» PASSAGE CITÉ
+--

Dès 2004, le ministre de l’Education nous a envoyé une lettre d’accord de principe sur une collaboration avec nous dans le cadre de ce projet, elle a permis de signer un partenariat avec les autorités locales de l’enseignement de Fès. En 2009, nous sommes parvenus à développer un partenariat entre le SNE et le ministère de l’Éducation pour encourager d’autres directions régionales de l’enseignement à collaborer dans la lutte contre le travail des enfants et l’abandon scolaire.
Une bonne entente avec les autorités nationales et locales de l’enseignement est essentielle à la bonne réussite de ce projet. Elle convainc les directeurs d’école de nous laisser développer nos activités, d’y participer, de réserver un local pour la création de bibliothèques, d’autoriser les enseignants à participer aux ateliers de formation, etc.
Que peuvent faire les enseignants quand un élève ne se présente plus à l’école ?
Un reproche adressé à l’école est qu’elle ne fait pas le suivi des enfants qui abandonnent. L’enseignant indique les absences mais ne demande pas pourquoi tel enfant n’est pas venu. L’une des réussites du projet est d’avoir sensibilisé les enseignants à effectuer ce suivi car quand un enfant s’absente de temps en temps, il risque de décrocher totalement d’un jour ou l’autre. L’enseignant doit donc agir, par exemple à travers les amis et voisins de cet enfant, leur demander de le contacter, de lui dire de venir voir l’enseignant. Parfois, le comité établi par le projet dans une école contacte directement les parents d’élèves. Nous utilisons aussi les associations des parents d’élèves, qui sont bien placées pour convaincre des parents de continuer à scolariser leurs enfants.
Les autorités marocaines n’interviennent-elles pas quand un enfant ne vient plus à l’école ?
La Constitution garantit le droit de l’enfant à l’éducation, mais les lois qui doivent mettre ce droit en application sont très faibles. Le gouvernement n’a jamais puni un parent pour n’avoir pas emmené un enfant à l’école. Le gouvernement est surpris qu’il y a plus de 600.000 enfants qui travaillent dans l’économie informelle, l’agriculture, etc., mais il sait très bien que 1,4 millions d’enfants ne vont pas à l’école au Maroc... Sur une population de 30 millions de personnes, c’est grave ! Il n’y a pas de politique, de volonté de sanction, pas même contre les employeurs d’enfants.
Vous avez parlé de changer l’approche pédagogique pour être plus à l’écoute des élèves. Est-ce possible quand un enseignant agit de la même façon depuis 25 ans ?
Dans certains ateliers de réflexion, il a parfois été mentionné qu’une partie de l’échec de l’école est due aux agressions physiques ou morales contre les enfants, par exemple par des coups bâton. Il y a des enfants qui haïssent l’école en raison de ces coups. Nous devrions remettre en question ces agressions d’enseignants, changer les méthodes d’enseignement dans les établissements scolaires. Nous ne sommes pas encore très loin dans la réalisation de cet objectif, mais avec l’expérience que nous avons acquise, on peut y arriver. En parlant aux enseignants des droits de l’enfant, leur attitude change un peu. Au début du projet, quand nous demandions aux enseignants ce que sont les droits de l’enfant, ils n’en savaient rien car ils n’avaient jamais rien appris à ce sujet. Or, tout cela a une influence sur le comportement de l’enseignant. Je connais une enseignante qui a « jeté » son bâton, qui se comporte autrement envers les élèves plus difficiles car elle a participé à nos séances d’apprentissage à l’écoute, par exemple d’un enfant timide. Certains enseignants ont donc changé, mais pas tous.

+--

» CONTENU DES DONNÉES

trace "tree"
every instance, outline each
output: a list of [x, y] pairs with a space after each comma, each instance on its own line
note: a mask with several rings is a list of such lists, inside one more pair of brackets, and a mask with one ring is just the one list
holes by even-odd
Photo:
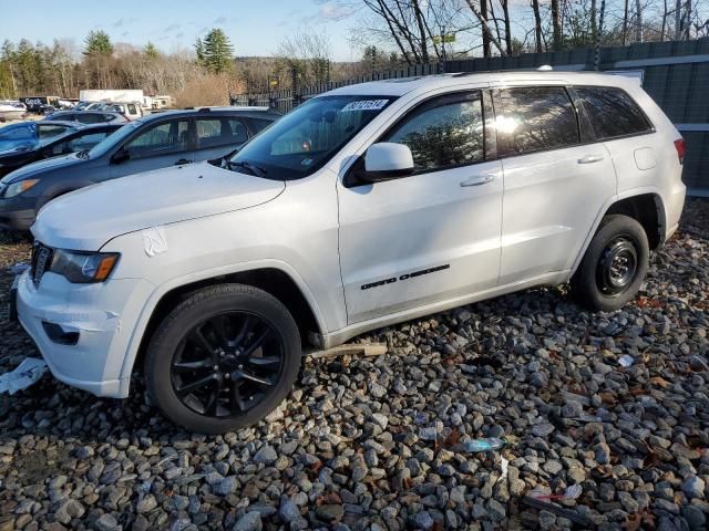
[[534, 12], [534, 51], [543, 52], [542, 48], [542, 14], [540, 13], [540, 0], [532, 0], [532, 11]]
[[195, 41], [195, 53], [197, 54], [197, 63], [204, 65], [204, 42], [199, 38]]
[[562, 13], [558, 9], [558, 0], [552, 0], [552, 28], [554, 33], [554, 50], [562, 49]]
[[[214, 28], [204, 38], [203, 62], [212, 72], [220, 74], [232, 69], [234, 46], [226, 33], [219, 28]], [[199, 54], [197, 54], [199, 59]]]
[[157, 51], [155, 44], [153, 44], [151, 41], [147, 41], [147, 44], [145, 44], [145, 48], [143, 48], [143, 55], [145, 55], [145, 59], [152, 61], [157, 59], [160, 52]]
[[103, 31], [90, 31], [84, 39], [84, 55], [111, 55], [113, 53], [113, 44], [111, 38]]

+--

» CONSIGNES ET EXIGENCES
Selon le passage cité, que la bonne entente avec les autorités de l'enseignement convainc-elle les directeurs d'école de faire ? Énumérez tout ce qui est mentionné.

» RÉPONSE COMPLÈTE
- laisser développer les activités du projet
- y participer
- réserver un local pour la création de bibliothèques
- autoriser les enseignants à participer aux ateliers de formation